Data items

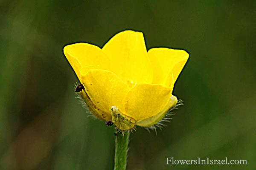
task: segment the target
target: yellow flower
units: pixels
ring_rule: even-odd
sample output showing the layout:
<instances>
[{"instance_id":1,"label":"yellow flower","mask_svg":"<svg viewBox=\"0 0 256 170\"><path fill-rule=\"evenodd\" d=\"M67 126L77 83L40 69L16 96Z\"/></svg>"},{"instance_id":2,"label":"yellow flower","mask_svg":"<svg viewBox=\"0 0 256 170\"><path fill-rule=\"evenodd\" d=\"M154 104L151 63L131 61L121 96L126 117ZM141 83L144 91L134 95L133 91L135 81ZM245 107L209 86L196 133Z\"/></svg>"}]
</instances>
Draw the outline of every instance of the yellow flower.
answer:
<instances>
[{"instance_id":1,"label":"yellow flower","mask_svg":"<svg viewBox=\"0 0 256 170\"><path fill-rule=\"evenodd\" d=\"M64 51L92 113L121 130L152 126L176 105L172 89L189 57L185 51L165 48L147 52L143 34L131 30L116 34L102 49L78 43Z\"/></svg>"}]
</instances>

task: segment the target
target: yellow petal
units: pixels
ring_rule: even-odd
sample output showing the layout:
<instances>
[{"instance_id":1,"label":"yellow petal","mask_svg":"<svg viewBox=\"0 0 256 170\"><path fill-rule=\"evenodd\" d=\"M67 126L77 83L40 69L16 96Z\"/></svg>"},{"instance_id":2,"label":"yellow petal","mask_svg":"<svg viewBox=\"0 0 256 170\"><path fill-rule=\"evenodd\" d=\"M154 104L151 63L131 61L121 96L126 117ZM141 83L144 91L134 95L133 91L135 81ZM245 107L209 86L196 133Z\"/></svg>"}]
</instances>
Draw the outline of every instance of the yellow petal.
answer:
<instances>
[{"instance_id":1,"label":"yellow petal","mask_svg":"<svg viewBox=\"0 0 256 170\"><path fill-rule=\"evenodd\" d=\"M172 74L175 82L189 56L184 50L164 48L151 48L148 54L153 63L153 83L168 87L172 85Z\"/></svg>"},{"instance_id":2,"label":"yellow petal","mask_svg":"<svg viewBox=\"0 0 256 170\"><path fill-rule=\"evenodd\" d=\"M124 114L137 121L156 115L166 105L172 88L159 85L139 84L128 92Z\"/></svg>"},{"instance_id":3,"label":"yellow petal","mask_svg":"<svg viewBox=\"0 0 256 170\"><path fill-rule=\"evenodd\" d=\"M81 71L86 92L97 108L110 114L112 106L123 110L122 101L129 91L128 85L109 71L90 70L87 71L86 69Z\"/></svg>"},{"instance_id":4,"label":"yellow petal","mask_svg":"<svg viewBox=\"0 0 256 170\"><path fill-rule=\"evenodd\" d=\"M142 32L131 30L121 32L113 37L102 50L111 59L110 70L124 82L134 85L151 83L152 65Z\"/></svg>"},{"instance_id":5,"label":"yellow petal","mask_svg":"<svg viewBox=\"0 0 256 170\"><path fill-rule=\"evenodd\" d=\"M159 122L165 116L168 110L174 107L177 103L177 98L172 95L168 103L163 109L156 115L147 119L141 120L136 123L136 125L144 127L150 127Z\"/></svg>"},{"instance_id":6,"label":"yellow petal","mask_svg":"<svg viewBox=\"0 0 256 170\"><path fill-rule=\"evenodd\" d=\"M81 67L94 65L98 66L98 69L108 70L110 66L109 57L96 45L78 43L65 46L63 51L78 76Z\"/></svg>"}]
</instances>

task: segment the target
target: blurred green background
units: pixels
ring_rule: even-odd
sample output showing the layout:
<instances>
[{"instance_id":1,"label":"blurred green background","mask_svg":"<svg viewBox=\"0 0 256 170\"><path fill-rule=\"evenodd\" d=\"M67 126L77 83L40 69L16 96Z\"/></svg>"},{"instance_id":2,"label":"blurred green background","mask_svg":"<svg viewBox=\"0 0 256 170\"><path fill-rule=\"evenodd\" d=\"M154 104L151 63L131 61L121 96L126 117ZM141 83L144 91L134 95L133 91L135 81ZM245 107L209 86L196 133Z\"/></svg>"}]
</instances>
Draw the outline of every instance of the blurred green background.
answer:
<instances>
[{"instance_id":1,"label":"blurred green background","mask_svg":"<svg viewBox=\"0 0 256 170\"><path fill-rule=\"evenodd\" d=\"M114 130L75 99L67 44L132 29L190 57L167 126L131 136L128 170L256 169L255 1L0 1L0 169L111 170ZM247 165L166 165L166 157Z\"/></svg>"}]
</instances>

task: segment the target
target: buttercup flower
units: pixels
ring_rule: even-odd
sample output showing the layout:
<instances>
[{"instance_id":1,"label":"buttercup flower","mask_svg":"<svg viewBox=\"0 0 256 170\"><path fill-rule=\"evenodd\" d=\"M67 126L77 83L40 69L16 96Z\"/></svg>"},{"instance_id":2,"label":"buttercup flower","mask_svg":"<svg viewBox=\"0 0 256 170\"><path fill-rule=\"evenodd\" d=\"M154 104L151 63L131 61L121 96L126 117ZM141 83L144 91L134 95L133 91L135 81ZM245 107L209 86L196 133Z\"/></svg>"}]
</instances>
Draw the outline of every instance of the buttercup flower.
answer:
<instances>
[{"instance_id":1,"label":"buttercup flower","mask_svg":"<svg viewBox=\"0 0 256 170\"><path fill-rule=\"evenodd\" d=\"M189 57L184 50L166 48L147 52L143 34L131 30L102 49L78 43L64 51L92 113L122 130L152 126L176 104L172 89Z\"/></svg>"}]
</instances>

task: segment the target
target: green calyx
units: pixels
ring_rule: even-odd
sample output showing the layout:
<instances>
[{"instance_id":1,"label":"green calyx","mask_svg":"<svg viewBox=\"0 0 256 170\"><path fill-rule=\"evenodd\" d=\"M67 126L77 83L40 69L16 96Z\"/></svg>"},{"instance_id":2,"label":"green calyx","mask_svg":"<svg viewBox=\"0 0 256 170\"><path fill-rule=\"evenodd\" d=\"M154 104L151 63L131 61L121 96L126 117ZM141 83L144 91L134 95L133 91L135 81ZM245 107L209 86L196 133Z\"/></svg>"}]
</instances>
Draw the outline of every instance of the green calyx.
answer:
<instances>
[{"instance_id":1,"label":"green calyx","mask_svg":"<svg viewBox=\"0 0 256 170\"><path fill-rule=\"evenodd\" d=\"M105 121L112 121L111 115L109 113L107 113L103 110L98 108L96 105L93 104L92 100L88 96L87 94L84 91L80 91L79 94L84 102L88 107L89 110L92 114L98 118L100 119Z\"/></svg>"},{"instance_id":2,"label":"green calyx","mask_svg":"<svg viewBox=\"0 0 256 170\"><path fill-rule=\"evenodd\" d=\"M114 125L121 130L127 130L135 126L136 121L133 118L122 113L118 108L112 106L110 110Z\"/></svg>"}]
</instances>

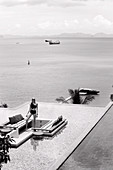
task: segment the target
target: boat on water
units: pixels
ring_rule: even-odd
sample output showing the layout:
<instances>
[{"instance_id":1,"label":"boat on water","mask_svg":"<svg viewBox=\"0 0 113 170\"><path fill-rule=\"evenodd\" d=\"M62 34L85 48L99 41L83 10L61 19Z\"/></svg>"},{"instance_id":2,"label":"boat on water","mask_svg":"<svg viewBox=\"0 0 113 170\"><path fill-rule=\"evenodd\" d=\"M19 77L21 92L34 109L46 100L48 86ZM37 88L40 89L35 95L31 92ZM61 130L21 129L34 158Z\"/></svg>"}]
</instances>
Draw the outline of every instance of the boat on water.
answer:
<instances>
[{"instance_id":1,"label":"boat on water","mask_svg":"<svg viewBox=\"0 0 113 170\"><path fill-rule=\"evenodd\" d=\"M95 89L90 89L90 88L79 88L79 92L85 95L97 95L100 93L99 90L95 90Z\"/></svg>"},{"instance_id":2,"label":"boat on water","mask_svg":"<svg viewBox=\"0 0 113 170\"><path fill-rule=\"evenodd\" d=\"M51 41L51 40L45 40L45 42L49 42L49 41Z\"/></svg>"},{"instance_id":3,"label":"boat on water","mask_svg":"<svg viewBox=\"0 0 113 170\"><path fill-rule=\"evenodd\" d=\"M48 42L49 45L54 45L54 44L60 44L60 41L59 40L45 40L45 42Z\"/></svg>"},{"instance_id":4,"label":"boat on water","mask_svg":"<svg viewBox=\"0 0 113 170\"><path fill-rule=\"evenodd\" d=\"M49 41L49 45L54 45L54 44L60 44L60 41L59 40L56 40L56 41Z\"/></svg>"}]
</instances>

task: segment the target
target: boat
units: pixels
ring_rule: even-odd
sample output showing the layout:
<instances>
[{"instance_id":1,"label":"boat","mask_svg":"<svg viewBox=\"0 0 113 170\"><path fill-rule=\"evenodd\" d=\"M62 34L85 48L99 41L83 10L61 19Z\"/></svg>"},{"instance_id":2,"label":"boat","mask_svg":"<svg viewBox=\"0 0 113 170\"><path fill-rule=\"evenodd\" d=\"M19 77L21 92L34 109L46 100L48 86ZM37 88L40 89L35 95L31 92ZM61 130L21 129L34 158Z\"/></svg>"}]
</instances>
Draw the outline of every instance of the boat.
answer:
<instances>
[{"instance_id":1,"label":"boat","mask_svg":"<svg viewBox=\"0 0 113 170\"><path fill-rule=\"evenodd\" d=\"M45 40L45 42L49 42L49 41L51 41L51 40Z\"/></svg>"},{"instance_id":2,"label":"boat","mask_svg":"<svg viewBox=\"0 0 113 170\"><path fill-rule=\"evenodd\" d=\"M100 93L99 90L95 90L95 89L90 89L90 88L79 88L79 92L85 95L97 95Z\"/></svg>"},{"instance_id":3,"label":"boat","mask_svg":"<svg viewBox=\"0 0 113 170\"><path fill-rule=\"evenodd\" d=\"M60 41L59 40L45 40L45 42L48 42L49 45L54 45L54 44L60 44Z\"/></svg>"},{"instance_id":4,"label":"boat","mask_svg":"<svg viewBox=\"0 0 113 170\"><path fill-rule=\"evenodd\" d=\"M49 45L54 45L54 44L60 44L60 41L59 40L56 40L56 41L50 40L49 41Z\"/></svg>"}]
</instances>

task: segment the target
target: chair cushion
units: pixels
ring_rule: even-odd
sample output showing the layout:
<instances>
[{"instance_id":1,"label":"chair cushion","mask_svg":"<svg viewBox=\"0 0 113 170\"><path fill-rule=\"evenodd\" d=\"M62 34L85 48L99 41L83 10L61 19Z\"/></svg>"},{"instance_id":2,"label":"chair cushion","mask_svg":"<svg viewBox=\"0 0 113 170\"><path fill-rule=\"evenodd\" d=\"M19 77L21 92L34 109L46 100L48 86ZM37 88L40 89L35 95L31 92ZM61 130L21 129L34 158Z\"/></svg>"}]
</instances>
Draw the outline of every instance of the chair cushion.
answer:
<instances>
[{"instance_id":1,"label":"chair cushion","mask_svg":"<svg viewBox=\"0 0 113 170\"><path fill-rule=\"evenodd\" d=\"M12 117L9 117L9 123L10 124L15 124L21 120L23 120L23 116L21 114L18 114L18 115L15 115L15 116L12 116Z\"/></svg>"}]
</instances>

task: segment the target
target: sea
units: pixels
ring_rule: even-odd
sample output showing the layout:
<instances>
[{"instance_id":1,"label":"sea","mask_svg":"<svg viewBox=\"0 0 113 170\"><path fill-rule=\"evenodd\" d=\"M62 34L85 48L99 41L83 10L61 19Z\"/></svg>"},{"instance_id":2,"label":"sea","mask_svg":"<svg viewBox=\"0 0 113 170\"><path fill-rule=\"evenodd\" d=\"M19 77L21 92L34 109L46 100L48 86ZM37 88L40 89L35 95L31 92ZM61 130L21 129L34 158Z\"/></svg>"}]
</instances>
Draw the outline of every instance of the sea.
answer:
<instances>
[{"instance_id":1,"label":"sea","mask_svg":"<svg viewBox=\"0 0 113 170\"><path fill-rule=\"evenodd\" d=\"M0 104L17 107L35 97L57 103L68 89L100 90L89 105L106 106L113 93L113 39L0 38ZM30 64L28 65L28 61Z\"/></svg>"}]
</instances>

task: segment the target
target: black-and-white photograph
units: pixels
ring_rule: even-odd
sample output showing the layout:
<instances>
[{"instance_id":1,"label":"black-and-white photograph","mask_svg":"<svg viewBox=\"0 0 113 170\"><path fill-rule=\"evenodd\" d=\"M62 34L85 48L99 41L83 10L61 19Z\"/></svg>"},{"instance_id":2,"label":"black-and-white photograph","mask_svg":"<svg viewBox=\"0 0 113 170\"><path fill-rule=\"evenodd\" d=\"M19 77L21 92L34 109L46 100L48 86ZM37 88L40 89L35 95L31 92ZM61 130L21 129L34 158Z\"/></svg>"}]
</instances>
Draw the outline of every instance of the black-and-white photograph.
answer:
<instances>
[{"instance_id":1,"label":"black-and-white photograph","mask_svg":"<svg viewBox=\"0 0 113 170\"><path fill-rule=\"evenodd\" d=\"M0 0L0 170L113 169L113 0Z\"/></svg>"}]
</instances>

Problem statement: Show each line of the listing above that contains the string "photograph".

Answer to the task:
target: black-and-white photograph
[{"instance_id":1,"label":"black-and-white photograph","mask_svg":"<svg viewBox=\"0 0 113 170\"><path fill-rule=\"evenodd\" d=\"M62 34L85 48L99 41L83 10L61 19Z\"/></svg>"},{"instance_id":2,"label":"black-and-white photograph","mask_svg":"<svg viewBox=\"0 0 113 170\"><path fill-rule=\"evenodd\" d=\"M19 77L21 92L34 109L46 100L48 86ZM37 88L40 89L35 95L31 92ZM61 130L21 129L34 158Z\"/></svg>"}]
Draw the outline of every instance of the black-and-white photograph.
[{"instance_id":1,"label":"black-and-white photograph","mask_svg":"<svg viewBox=\"0 0 113 170\"><path fill-rule=\"evenodd\" d=\"M0 0L0 170L113 169L113 0Z\"/></svg>"}]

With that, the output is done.